(Items from a data source)

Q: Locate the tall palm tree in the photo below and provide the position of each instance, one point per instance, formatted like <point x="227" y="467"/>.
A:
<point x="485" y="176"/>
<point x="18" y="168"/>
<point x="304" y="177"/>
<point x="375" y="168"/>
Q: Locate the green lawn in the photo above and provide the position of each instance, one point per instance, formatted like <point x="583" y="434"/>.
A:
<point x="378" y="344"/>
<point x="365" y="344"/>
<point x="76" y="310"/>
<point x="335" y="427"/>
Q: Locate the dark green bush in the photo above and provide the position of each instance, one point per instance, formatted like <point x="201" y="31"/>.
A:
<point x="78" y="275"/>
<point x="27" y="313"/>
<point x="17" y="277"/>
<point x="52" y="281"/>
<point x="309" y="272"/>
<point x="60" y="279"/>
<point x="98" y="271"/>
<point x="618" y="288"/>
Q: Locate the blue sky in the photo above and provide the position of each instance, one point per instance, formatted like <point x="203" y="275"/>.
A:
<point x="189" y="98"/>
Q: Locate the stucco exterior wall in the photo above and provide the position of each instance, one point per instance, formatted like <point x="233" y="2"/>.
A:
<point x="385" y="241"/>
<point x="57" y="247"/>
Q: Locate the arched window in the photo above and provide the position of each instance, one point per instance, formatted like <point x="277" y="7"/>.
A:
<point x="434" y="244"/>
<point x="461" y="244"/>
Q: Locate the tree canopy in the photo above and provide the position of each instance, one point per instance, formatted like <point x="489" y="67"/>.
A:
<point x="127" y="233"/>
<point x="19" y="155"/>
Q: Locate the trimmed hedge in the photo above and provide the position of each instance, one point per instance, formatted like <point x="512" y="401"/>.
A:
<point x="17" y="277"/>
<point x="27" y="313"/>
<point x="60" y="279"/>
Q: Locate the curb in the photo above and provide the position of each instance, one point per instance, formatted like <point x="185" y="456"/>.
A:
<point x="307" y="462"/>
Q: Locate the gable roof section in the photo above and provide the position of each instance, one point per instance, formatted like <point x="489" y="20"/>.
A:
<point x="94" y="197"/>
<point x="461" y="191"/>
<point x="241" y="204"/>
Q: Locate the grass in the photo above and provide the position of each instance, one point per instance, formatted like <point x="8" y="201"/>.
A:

* TASK STATEMENT *
Reproduce only this range: the first line of the data above through the line with "Q: Locate the dark", both included, exactly as written.

* ANSWER TO THIS EXERCISE *
Q: Locate the tall palm tree in the photo below and provide the position of each instance, one point per instance, formatted like <point x="227" y="467"/>.
A:
<point x="485" y="176"/>
<point x="18" y="168"/>
<point x="304" y="177"/>
<point x="375" y="168"/>
Q: Locate the green lawn in the photo above and provide the position of each instance, one point per instance, formatted like <point x="583" y="434"/>.
A:
<point x="378" y="344"/>
<point x="365" y="344"/>
<point x="76" y="310"/>
<point x="335" y="427"/>
Q: Locate the dark green bush in the photo above and provide the position of each instance, one point per instance, formatted like <point x="201" y="31"/>.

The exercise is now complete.